Tasks to complete>
• a. In the cell-encapsulation text, retype the passage between "While implanting cells" and "researchers do this?", inclusive.
• b. Decide whether each statement agrees with the cell-encapsulation text. Answer yes or no, and quote the words of the text that decide it.
(i) Membranes with a pore size of 3 µm kept immune cells out of the devices.
(ii) A fibrotic tissue layer around the implant blocks the transport of oxygen and nutrients.
(iii) Devices coated with THPT best mitigated the fibrotic response over long periods.
• c. According to the cell-encapsulation text, what membrane pore size completely prevented immune cells from infiltrating the devices?

Reading text>

Why is this important?

While implanting cells is a promising solution to many chronic diseases, when cells from a healthy donor are directly implanted, they can be attacked and killed by the host's immune system. While cell-encapsulating devices overcome this issue, current cell-encapsulating devices incite a foreign body response. The formation of a fibrotic tissue layer around the implant stops transport of oxygen, nutrients, and secreted factors, ultimately causing implant failure. There is a need for a device that can maintain therapeutic cells in the body over long periods of time, without triggering such a response. A device like this overcomes both issues allowing the therapeutic cells to stay viable and functional for up to several months after transplant. 

How did the researchers do this?

The team at MIT tested membranes with different pore sizes to find one able to block direct access to the therapeutic cells by harmful immune cells, but still allowing for the diffusion of oxygen, nutrients, and the secreted therapeutic factors. They found that membranes with a pore size of 3 µm resulted in the escape of the encapsulated cells and infiltration by immune cells, with loss of the transplanted cells, whereas devices with 0.8 µm or smaller pores completely prevented the infiltration of the devices by immune cells. They also tested different coatings in order to minimize the fibrotic response and to enhance the biocompatibility of the device. Results showed that devices coated with THPT best mitigated the fibrotic response over long periods.

Source material>
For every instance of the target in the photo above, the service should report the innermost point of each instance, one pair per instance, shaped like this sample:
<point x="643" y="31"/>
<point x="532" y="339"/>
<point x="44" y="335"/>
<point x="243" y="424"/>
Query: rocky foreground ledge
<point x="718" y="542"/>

Answers provided>
• a.
While implanting cells is a promising solution to many chronic diseases, when cells from a healthy donor are directly implanted, they can be attacked and killed by the host's immune system. While cell-encapsulating devices overcome this issue, current cell-encapsulating devices incite a foreign body response. The formation of a fibrotic tissue layer around the implant stops transport of oxygen, nutrients, and secreted factors, ultimately causing implant failure. There is a need for a device that can maintain therapeutic cells in the body over long periods of time, without triggering such a response. A device like this overcomes both issues allowing the therapeutic cells to stay viable and functional for up to several months after transplant. 

How did the researchers do this?

• b.
(i) No: "membranes with a pore size of 3 µm resulted in the escape of the encapsulated cells and infiltration by immune cells"
(ii) Yes: "The formation of a fibrotic tissue layer around the implant stops transport of oxygen, nutrients, and secreted factors"
(iii) Yes: "devices coated with THPT best mitigated the fibrotic response over long periods"

• c. 0.8 µm or smaller.